[START GIVEN ENTRIES]

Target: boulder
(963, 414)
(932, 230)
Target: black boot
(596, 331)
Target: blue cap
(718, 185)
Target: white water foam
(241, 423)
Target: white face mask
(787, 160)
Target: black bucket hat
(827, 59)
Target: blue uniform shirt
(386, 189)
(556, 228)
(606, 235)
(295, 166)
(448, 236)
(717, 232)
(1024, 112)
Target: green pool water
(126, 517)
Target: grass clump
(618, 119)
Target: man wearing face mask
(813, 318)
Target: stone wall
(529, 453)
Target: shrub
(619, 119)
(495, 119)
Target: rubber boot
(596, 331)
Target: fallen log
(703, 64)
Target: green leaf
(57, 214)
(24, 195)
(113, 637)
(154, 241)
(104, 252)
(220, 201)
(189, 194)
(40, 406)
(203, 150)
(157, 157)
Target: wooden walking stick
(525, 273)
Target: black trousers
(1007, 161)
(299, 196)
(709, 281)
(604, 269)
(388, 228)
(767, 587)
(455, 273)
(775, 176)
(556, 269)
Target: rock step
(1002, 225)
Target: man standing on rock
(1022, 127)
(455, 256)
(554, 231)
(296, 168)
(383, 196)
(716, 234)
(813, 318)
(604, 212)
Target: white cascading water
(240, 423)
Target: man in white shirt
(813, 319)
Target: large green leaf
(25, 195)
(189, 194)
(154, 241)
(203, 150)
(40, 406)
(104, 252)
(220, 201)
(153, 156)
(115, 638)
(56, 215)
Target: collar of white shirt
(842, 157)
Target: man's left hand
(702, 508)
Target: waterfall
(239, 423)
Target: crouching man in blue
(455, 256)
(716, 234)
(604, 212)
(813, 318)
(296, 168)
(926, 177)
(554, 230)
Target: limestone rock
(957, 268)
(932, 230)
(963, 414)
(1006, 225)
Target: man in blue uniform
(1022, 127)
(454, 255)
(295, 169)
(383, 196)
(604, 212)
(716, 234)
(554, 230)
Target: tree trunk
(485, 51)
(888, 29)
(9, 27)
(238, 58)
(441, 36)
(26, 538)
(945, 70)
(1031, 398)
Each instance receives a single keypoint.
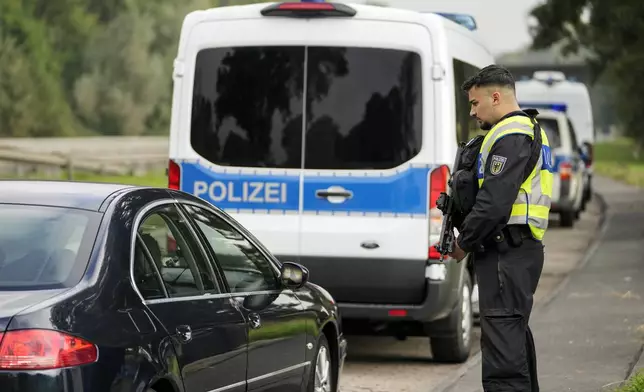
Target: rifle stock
(445, 204)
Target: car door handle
(184, 332)
(254, 321)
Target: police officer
(504, 230)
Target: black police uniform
(507, 272)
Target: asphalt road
(388, 365)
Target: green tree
(611, 30)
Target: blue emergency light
(557, 107)
(464, 20)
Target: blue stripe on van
(402, 193)
(241, 191)
(405, 192)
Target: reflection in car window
(175, 253)
(146, 276)
(44, 247)
(244, 266)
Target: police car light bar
(464, 20)
(557, 107)
(308, 9)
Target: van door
(245, 145)
(368, 132)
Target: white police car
(551, 89)
(568, 184)
(327, 130)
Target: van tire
(456, 348)
(567, 218)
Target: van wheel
(567, 218)
(456, 349)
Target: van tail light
(437, 184)
(565, 170)
(308, 9)
(174, 175)
(589, 148)
(35, 349)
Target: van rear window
(551, 127)
(363, 107)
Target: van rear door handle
(334, 192)
(325, 193)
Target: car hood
(13, 302)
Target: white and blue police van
(568, 168)
(553, 90)
(328, 130)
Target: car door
(275, 319)
(209, 333)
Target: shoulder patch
(497, 164)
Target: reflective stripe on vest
(532, 205)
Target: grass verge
(150, 179)
(616, 159)
(634, 384)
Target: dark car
(120, 288)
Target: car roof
(70, 194)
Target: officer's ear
(496, 97)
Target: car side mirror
(293, 275)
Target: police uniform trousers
(508, 275)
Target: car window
(44, 247)
(175, 252)
(245, 267)
(146, 276)
(551, 127)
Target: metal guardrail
(20, 161)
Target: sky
(503, 24)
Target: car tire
(456, 349)
(323, 351)
(567, 218)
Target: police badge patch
(497, 164)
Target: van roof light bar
(308, 9)
(557, 107)
(464, 20)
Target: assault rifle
(445, 203)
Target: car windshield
(44, 247)
(551, 127)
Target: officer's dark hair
(492, 75)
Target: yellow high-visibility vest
(532, 205)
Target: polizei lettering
(244, 191)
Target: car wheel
(567, 218)
(321, 379)
(457, 348)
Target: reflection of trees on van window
(248, 104)
(371, 117)
(363, 107)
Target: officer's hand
(458, 253)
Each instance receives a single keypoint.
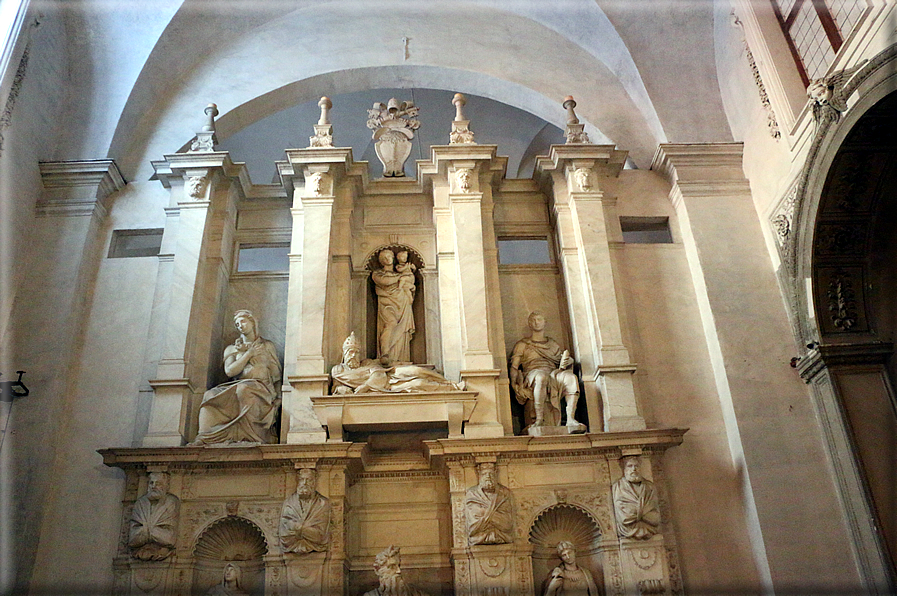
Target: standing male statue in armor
(540, 374)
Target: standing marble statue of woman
(244, 409)
(395, 321)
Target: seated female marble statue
(231, 583)
(243, 410)
(355, 375)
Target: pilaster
(849, 384)
(583, 214)
(771, 434)
(204, 187)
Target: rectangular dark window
(523, 251)
(646, 230)
(270, 257)
(135, 243)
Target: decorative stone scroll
(393, 124)
(828, 97)
(574, 131)
(388, 567)
(206, 140)
(540, 376)
(461, 133)
(243, 410)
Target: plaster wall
(99, 408)
(676, 388)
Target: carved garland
(791, 279)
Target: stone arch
(227, 540)
(844, 319)
(565, 522)
(419, 340)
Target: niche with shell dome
(230, 540)
(569, 523)
(418, 309)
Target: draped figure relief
(243, 410)
(395, 287)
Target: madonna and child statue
(392, 371)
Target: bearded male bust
(154, 521)
(388, 567)
(305, 517)
(635, 503)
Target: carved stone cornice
(833, 356)
(73, 188)
(175, 166)
(445, 157)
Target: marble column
(194, 267)
(586, 222)
(772, 434)
(462, 178)
(853, 395)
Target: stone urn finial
(459, 101)
(393, 124)
(569, 104)
(211, 113)
(325, 104)
(461, 133)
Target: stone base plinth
(551, 431)
(494, 569)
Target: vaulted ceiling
(140, 73)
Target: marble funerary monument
(422, 407)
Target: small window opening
(135, 243)
(263, 258)
(523, 251)
(646, 230)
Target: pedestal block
(493, 570)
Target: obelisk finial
(323, 129)
(461, 133)
(574, 131)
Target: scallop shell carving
(231, 539)
(564, 522)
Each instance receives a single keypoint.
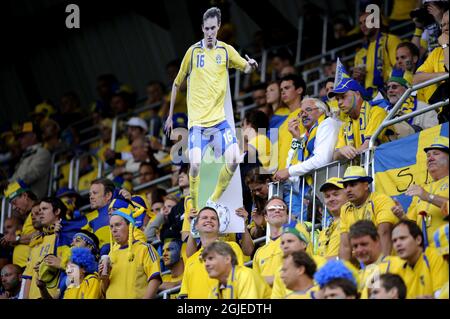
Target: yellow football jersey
(21, 252)
(196, 283)
(90, 288)
(129, 279)
(207, 83)
(330, 240)
(306, 294)
(279, 290)
(434, 218)
(377, 208)
(384, 264)
(261, 144)
(387, 49)
(242, 283)
(37, 254)
(355, 132)
(427, 277)
(433, 64)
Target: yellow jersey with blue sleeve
(368, 274)
(98, 223)
(170, 278)
(377, 208)
(90, 288)
(207, 81)
(196, 283)
(242, 283)
(21, 252)
(279, 290)
(434, 218)
(309, 293)
(268, 258)
(433, 64)
(427, 276)
(44, 245)
(129, 279)
(354, 132)
(380, 54)
(261, 144)
(330, 240)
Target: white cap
(136, 121)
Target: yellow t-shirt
(207, 72)
(285, 140)
(427, 277)
(384, 264)
(361, 129)
(279, 290)
(90, 288)
(37, 254)
(387, 49)
(268, 258)
(329, 240)
(261, 144)
(401, 9)
(170, 278)
(196, 283)
(307, 294)
(129, 279)
(242, 283)
(377, 208)
(434, 218)
(433, 64)
(21, 252)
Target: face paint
(73, 275)
(171, 253)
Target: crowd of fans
(134, 240)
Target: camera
(422, 16)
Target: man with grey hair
(234, 281)
(206, 65)
(315, 148)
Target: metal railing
(390, 120)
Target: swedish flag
(403, 162)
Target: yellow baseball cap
(16, 188)
(48, 274)
(356, 173)
(335, 181)
(440, 143)
(440, 238)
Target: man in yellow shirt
(334, 198)
(297, 274)
(134, 269)
(362, 121)
(366, 247)
(234, 281)
(425, 208)
(375, 59)
(267, 258)
(22, 200)
(295, 238)
(206, 65)
(48, 248)
(424, 272)
(365, 205)
(388, 286)
(436, 64)
(196, 283)
(441, 244)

[END GIVEN ENTRIES]

### AIM:
Rewrite all of the records above, changing every "Target" to "Label" and keeping everything else the same. Leave the pictures out of your answer.

### IN RESPONSE:
Label: boulder
(963, 414)
(932, 230)
Label: black boot
(596, 331)
Label: blue cap
(718, 185)
Label: white water foam
(241, 423)
Label: white face mask
(787, 160)
Label: black bucket hat
(827, 59)
Label: blue uniform shirt
(386, 189)
(556, 228)
(606, 235)
(295, 166)
(448, 236)
(717, 232)
(1024, 112)
Label: green pool water
(126, 517)
Label: grass clump
(618, 119)
Label: man wearing face mask
(813, 318)
Label: stone wall
(529, 453)
Label: shrub
(619, 119)
(495, 119)
Label: rubber boot
(596, 331)
Label: fallen log
(703, 64)
Label: green leaf
(57, 214)
(24, 195)
(113, 637)
(154, 241)
(104, 252)
(220, 201)
(189, 194)
(40, 406)
(203, 150)
(157, 157)
Label: wooden walking stick
(525, 273)
Label: black trousers
(1007, 161)
(299, 196)
(709, 281)
(604, 269)
(388, 228)
(767, 587)
(455, 273)
(775, 176)
(556, 269)
Label: rock step
(1002, 225)
Label: man standing on rock
(1022, 127)
(455, 256)
(554, 231)
(296, 168)
(383, 196)
(716, 234)
(813, 318)
(604, 212)
Label: white cascading water
(240, 423)
Label: man in white shirt
(813, 319)
Label: large green leaf
(25, 195)
(189, 194)
(154, 241)
(203, 150)
(40, 406)
(104, 252)
(220, 201)
(153, 156)
(115, 638)
(56, 215)
Label: collar of white shirt
(842, 157)
Label: man's left hand
(702, 508)
Label: waterfall
(239, 423)
Label: crouching man in blue
(455, 256)
(716, 234)
(604, 212)
(813, 318)
(296, 168)
(926, 177)
(554, 230)
Label: limestone rock
(957, 268)
(932, 230)
(963, 414)
(1006, 225)
Label: man in blue uniform
(1022, 127)
(454, 255)
(295, 169)
(383, 196)
(604, 212)
(716, 234)
(554, 230)
Label: tree trunk
(485, 51)
(888, 29)
(9, 27)
(238, 58)
(441, 36)
(26, 538)
(945, 70)
(1031, 398)
Each instance receives a single keypoint.
Label: rifle stock
(445, 204)
Label: car door handle
(184, 332)
(254, 321)
Label: police officer
(504, 230)
Label: black police uniform
(507, 272)
Label: asphalt road
(388, 365)
Label: green tree
(611, 30)
Label: blue emergency light
(557, 107)
(464, 20)
Label: blue stripe on van
(402, 193)
(241, 191)
(405, 192)
Label: reflection in car window
(175, 253)
(146, 276)
(44, 247)
(244, 266)
Label: police car light bar
(464, 20)
(557, 107)
(308, 9)
Label: van door
(245, 145)
(368, 132)
Label: white police car
(551, 89)
(568, 184)
(327, 130)
Label: van tire
(456, 348)
(567, 218)
Label: van wheel
(567, 218)
(456, 349)
Label: van tail light
(437, 184)
(565, 170)
(308, 9)
(174, 175)
(589, 148)
(35, 349)
Label: van rear window
(551, 127)
(363, 107)
Label: van rear door handle
(334, 192)
(325, 193)
Label: car hood
(13, 302)
Label: white and blue police van
(568, 168)
(553, 90)
(328, 130)
Label: car door
(275, 319)
(209, 333)
Label: shoulder patch
(497, 164)
Label: reflective stripe on vest
(532, 205)
Label: grass verge
(150, 179)
(616, 159)
(634, 384)
Label: dark car
(120, 288)
Label: car roof
(70, 194)
Label: officer's ear
(496, 97)
Label: car side mirror
(293, 275)
Label: police uniform trousers
(508, 275)
Label: car window
(44, 247)
(175, 252)
(245, 267)
(146, 276)
(551, 127)
Label: metal guardrail
(20, 161)
Label: sky
(503, 24)
Label: car tire
(456, 349)
(323, 351)
(567, 218)
Label: police badge patch
(497, 164)
Label: van roof light bar
(308, 9)
(557, 107)
(464, 20)
Label: assault rifle
(445, 203)
Label: car windshield
(44, 247)
(551, 127)
Label: officer's dark hair
(492, 75)
Label: yellow high-visibility vest
(532, 205)
Label: polizei lettering
(244, 191)
Label: car wheel
(567, 218)
(321, 379)
(457, 348)
Label: reflection of trees on van window
(248, 104)
(371, 117)
(363, 107)
Label: officer's hand
(458, 253)
Each instance receives a single keypoint.
Label: standing male statue in armor
(540, 374)
Label: standing marble statue of woman
(244, 409)
(395, 321)
Label: seated female marble statue
(231, 583)
(243, 410)
(355, 375)
Label: pilaster
(849, 384)
(583, 214)
(771, 434)
(204, 187)
Label: rectangular dark window
(523, 251)
(646, 230)
(270, 257)
(135, 243)
Label: decorative stone scroll
(393, 124)
(828, 97)
(574, 131)
(388, 567)
(206, 140)
(540, 376)
(461, 133)
(243, 410)
Label: plaster wall
(99, 408)
(676, 388)
Label: carved garland
(791, 279)
Label: stone arch
(227, 540)
(844, 319)
(565, 522)
(419, 340)
Label: niche with shell dome
(230, 540)
(569, 523)
(418, 309)
Label: draped figure relief
(243, 410)
(395, 287)
Label: madonna and child statue
(392, 371)
Label: bearded male bust
(154, 521)
(388, 567)
(305, 517)
(635, 503)
Label: carved stone cornice
(833, 356)
(73, 188)
(175, 166)
(445, 157)
Label: marble column
(194, 267)
(586, 222)
(772, 434)
(462, 178)
(853, 395)
Label: stone urn finial
(459, 101)
(393, 124)
(569, 104)
(211, 113)
(325, 104)
(461, 133)
Label: stone base plinth
(551, 431)
(494, 569)
Label: vaulted ceiling
(140, 73)
Label: marble funerary monument
(422, 407)
Label: small window opening
(135, 243)
(263, 258)
(523, 251)
(646, 230)
Label: pedestal block
(493, 570)
Label: obelisk finial
(323, 129)
(461, 133)
(574, 131)
Label: scallop shell carving
(231, 539)
(564, 522)
Each instance receives a single keypoint.
Label: yellow football jersey
(21, 252)
(196, 283)
(90, 288)
(129, 279)
(207, 83)
(330, 240)
(306, 294)
(279, 290)
(434, 218)
(377, 208)
(384, 264)
(261, 144)
(387, 49)
(242, 283)
(37, 254)
(355, 132)
(427, 277)
(433, 64)
Label: yellow jersey with blue sleeve
(368, 274)
(98, 223)
(170, 278)
(377, 208)
(90, 288)
(207, 81)
(196, 283)
(242, 283)
(21, 252)
(279, 290)
(434, 218)
(309, 293)
(268, 258)
(433, 64)
(427, 276)
(44, 245)
(129, 279)
(354, 132)
(380, 54)
(261, 144)
(330, 240)
Label: white cap
(136, 121)
Label: yellow t-shirt
(207, 72)
(285, 140)
(427, 277)
(384, 264)
(361, 129)
(279, 290)
(90, 288)
(37, 254)
(387, 49)
(268, 258)
(329, 240)
(261, 144)
(401, 9)
(170, 278)
(196, 283)
(307, 294)
(129, 279)
(242, 283)
(377, 208)
(434, 218)
(433, 64)
(21, 252)
Label: face paint
(73, 275)
(171, 253)
Label: crowd of fans
(134, 240)
Label: camera
(422, 16)
Label: man with grey hair
(234, 281)
(206, 65)
(315, 148)
Label: metal railing
(390, 120)
Label: swedish flag
(403, 162)
Label: yellow baseball cap
(16, 188)
(48, 274)
(356, 173)
(335, 181)
(440, 143)
(440, 238)
Label: man in yellow shirt
(334, 198)
(297, 274)
(134, 269)
(362, 121)
(366, 247)
(234, 281)
(425, 208)
(375, 59)
(267, 258)
(22, 200)
(295, 238)
(206, 65)
(48, 248)
(424, 272)
(365, 205)
(388, 286)
(436, 64)
(196, 283)
(441, 244)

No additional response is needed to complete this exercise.